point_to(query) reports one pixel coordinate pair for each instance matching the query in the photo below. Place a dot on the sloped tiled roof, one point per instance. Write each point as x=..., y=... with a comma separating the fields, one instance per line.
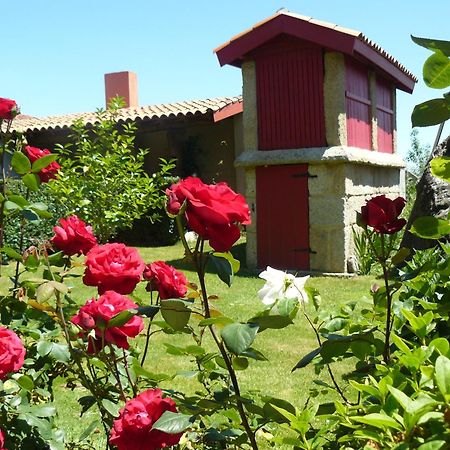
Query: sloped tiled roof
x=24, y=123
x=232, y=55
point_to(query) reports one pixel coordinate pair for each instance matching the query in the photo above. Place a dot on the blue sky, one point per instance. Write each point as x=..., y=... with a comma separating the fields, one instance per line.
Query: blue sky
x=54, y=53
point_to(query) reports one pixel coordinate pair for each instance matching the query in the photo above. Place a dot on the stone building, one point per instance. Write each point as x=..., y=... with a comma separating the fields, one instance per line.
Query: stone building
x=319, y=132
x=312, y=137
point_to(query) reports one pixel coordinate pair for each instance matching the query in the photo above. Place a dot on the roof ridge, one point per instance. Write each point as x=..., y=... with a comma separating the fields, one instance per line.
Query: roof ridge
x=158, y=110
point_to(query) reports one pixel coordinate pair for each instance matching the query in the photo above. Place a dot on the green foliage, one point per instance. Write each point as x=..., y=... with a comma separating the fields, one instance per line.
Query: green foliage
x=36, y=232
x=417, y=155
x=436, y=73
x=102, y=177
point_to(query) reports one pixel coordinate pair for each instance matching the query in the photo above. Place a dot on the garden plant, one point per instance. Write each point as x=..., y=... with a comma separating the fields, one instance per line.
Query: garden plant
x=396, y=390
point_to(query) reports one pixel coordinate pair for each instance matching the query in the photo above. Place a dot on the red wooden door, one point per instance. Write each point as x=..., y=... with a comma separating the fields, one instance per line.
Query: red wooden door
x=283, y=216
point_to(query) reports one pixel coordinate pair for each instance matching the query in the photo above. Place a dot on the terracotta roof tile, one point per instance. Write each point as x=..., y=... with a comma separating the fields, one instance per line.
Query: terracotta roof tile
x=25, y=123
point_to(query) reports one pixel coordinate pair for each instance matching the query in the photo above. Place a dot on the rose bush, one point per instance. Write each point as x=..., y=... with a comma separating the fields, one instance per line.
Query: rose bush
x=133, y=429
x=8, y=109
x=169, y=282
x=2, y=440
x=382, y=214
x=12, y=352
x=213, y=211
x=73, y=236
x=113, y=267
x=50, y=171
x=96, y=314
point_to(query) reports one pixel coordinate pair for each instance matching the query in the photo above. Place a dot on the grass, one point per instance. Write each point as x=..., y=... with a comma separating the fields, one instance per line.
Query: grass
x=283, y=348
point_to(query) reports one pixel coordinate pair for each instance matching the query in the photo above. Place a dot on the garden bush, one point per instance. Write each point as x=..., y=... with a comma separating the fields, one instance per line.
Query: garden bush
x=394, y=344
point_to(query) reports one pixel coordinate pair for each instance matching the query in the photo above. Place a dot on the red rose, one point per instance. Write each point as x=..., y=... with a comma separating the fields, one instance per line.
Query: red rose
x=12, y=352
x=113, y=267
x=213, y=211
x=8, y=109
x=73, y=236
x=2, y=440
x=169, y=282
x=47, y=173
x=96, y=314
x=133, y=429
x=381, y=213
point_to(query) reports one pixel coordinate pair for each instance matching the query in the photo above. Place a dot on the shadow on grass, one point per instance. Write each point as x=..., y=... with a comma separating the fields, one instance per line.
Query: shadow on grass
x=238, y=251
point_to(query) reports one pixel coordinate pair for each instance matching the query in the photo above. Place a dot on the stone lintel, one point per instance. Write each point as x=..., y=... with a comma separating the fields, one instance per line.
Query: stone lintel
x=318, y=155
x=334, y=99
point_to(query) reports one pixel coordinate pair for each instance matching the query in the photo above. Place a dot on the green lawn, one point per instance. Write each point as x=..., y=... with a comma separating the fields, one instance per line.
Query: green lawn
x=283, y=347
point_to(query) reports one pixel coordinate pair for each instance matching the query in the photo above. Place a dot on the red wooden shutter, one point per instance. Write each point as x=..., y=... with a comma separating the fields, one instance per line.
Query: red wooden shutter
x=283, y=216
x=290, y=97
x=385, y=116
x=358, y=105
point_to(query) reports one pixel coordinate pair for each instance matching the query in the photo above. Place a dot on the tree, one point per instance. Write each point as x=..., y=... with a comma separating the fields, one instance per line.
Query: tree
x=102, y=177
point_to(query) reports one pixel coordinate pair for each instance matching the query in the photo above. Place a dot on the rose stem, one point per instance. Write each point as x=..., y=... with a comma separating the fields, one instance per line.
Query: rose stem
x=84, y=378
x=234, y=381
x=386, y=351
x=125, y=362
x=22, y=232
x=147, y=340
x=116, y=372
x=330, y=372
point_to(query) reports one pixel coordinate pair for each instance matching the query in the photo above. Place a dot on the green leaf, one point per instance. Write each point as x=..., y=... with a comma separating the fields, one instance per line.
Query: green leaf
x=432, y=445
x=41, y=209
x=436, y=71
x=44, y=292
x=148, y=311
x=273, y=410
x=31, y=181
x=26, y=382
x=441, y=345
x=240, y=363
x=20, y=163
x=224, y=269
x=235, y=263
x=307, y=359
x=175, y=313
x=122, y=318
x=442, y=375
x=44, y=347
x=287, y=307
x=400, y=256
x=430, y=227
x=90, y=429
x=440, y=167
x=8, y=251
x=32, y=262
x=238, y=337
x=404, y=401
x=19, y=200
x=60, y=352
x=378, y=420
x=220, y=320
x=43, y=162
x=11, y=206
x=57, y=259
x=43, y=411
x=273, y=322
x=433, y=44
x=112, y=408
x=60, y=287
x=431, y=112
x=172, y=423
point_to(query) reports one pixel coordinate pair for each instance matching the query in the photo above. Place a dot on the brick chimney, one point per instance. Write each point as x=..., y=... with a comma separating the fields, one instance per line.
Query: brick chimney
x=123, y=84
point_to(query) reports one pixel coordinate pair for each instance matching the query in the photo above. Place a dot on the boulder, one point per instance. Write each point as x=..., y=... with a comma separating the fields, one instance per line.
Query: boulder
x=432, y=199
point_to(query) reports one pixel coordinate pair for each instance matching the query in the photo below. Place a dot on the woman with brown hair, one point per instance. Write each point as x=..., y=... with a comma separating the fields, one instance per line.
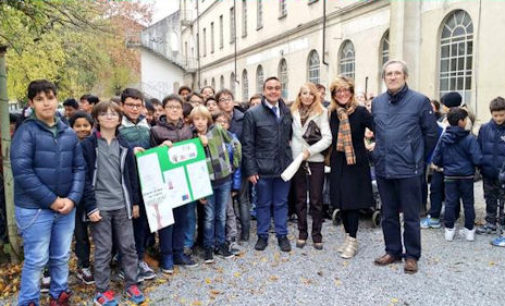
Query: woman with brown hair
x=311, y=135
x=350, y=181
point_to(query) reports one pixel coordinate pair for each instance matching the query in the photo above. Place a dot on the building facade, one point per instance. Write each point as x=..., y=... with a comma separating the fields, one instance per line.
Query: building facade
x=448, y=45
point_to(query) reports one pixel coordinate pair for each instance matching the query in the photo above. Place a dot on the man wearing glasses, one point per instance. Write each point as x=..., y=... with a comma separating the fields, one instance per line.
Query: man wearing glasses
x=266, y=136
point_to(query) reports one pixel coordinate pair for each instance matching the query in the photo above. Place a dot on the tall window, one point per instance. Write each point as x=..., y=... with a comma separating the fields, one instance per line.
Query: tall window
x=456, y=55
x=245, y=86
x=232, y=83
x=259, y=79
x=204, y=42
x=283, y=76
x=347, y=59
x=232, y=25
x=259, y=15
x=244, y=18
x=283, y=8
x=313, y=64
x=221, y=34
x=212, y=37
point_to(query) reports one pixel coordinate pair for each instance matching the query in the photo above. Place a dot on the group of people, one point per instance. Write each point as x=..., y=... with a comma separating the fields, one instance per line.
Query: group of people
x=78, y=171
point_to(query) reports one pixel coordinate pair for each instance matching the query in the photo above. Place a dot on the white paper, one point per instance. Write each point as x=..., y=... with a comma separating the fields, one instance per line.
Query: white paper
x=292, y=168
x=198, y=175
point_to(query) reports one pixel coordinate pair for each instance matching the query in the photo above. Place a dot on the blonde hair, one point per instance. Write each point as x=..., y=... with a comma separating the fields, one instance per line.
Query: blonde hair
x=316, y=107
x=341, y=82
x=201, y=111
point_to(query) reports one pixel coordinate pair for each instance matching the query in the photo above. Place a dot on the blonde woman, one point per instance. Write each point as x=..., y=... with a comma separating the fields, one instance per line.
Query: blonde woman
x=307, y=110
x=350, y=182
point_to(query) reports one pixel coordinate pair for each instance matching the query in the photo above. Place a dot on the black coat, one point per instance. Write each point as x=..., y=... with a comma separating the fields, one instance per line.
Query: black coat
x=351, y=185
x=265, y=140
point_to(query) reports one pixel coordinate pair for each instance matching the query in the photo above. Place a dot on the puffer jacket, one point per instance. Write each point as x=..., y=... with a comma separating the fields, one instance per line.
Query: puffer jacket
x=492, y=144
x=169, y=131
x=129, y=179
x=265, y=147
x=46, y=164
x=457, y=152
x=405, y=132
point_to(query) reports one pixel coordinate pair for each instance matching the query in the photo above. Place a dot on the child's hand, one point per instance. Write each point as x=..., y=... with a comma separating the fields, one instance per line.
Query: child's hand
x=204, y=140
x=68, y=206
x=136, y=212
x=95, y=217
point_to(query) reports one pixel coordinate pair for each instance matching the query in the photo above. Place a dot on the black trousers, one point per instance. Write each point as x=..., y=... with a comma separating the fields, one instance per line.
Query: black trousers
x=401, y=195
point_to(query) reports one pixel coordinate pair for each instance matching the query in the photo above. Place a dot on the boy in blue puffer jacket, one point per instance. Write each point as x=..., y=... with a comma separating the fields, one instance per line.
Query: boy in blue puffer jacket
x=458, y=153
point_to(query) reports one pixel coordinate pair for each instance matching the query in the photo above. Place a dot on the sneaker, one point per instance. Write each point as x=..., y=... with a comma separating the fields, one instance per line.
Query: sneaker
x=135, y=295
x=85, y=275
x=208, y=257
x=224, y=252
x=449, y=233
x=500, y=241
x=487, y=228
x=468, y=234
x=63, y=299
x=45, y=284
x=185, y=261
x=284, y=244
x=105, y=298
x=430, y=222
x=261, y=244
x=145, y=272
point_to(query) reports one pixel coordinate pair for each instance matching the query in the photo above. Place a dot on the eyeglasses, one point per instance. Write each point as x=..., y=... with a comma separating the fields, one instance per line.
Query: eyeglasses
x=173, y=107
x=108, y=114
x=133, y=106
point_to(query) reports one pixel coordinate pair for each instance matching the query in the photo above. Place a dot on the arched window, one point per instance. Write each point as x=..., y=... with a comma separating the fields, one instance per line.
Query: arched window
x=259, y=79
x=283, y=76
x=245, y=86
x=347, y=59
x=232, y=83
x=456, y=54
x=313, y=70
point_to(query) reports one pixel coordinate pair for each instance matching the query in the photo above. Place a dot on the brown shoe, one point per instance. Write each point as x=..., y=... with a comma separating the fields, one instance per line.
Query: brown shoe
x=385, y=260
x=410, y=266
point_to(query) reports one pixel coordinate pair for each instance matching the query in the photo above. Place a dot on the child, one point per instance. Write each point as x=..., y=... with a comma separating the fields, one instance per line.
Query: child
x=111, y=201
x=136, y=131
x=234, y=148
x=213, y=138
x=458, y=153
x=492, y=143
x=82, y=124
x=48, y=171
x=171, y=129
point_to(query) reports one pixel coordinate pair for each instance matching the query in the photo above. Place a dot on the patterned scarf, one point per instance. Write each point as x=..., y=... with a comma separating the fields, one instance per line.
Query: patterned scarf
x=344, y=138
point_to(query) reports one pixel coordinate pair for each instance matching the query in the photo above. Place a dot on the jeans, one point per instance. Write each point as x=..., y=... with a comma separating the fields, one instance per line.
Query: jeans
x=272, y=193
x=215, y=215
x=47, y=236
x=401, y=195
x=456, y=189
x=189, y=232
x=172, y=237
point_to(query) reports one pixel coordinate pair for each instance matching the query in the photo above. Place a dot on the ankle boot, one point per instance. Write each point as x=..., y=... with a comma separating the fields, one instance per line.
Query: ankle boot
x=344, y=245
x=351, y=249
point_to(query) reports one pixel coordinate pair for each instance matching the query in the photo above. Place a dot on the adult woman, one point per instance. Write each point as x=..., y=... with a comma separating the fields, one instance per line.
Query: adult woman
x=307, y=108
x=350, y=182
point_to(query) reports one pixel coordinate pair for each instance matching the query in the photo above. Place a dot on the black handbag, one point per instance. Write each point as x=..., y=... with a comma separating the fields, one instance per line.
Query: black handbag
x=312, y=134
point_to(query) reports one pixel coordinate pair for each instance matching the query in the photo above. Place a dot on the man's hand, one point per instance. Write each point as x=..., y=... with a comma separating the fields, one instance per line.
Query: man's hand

::::::::::

> **PROBLEM**: For the listing above, give the number of lines that contain the string "below" and nothing else.

> **ANSWER SPACE**: 2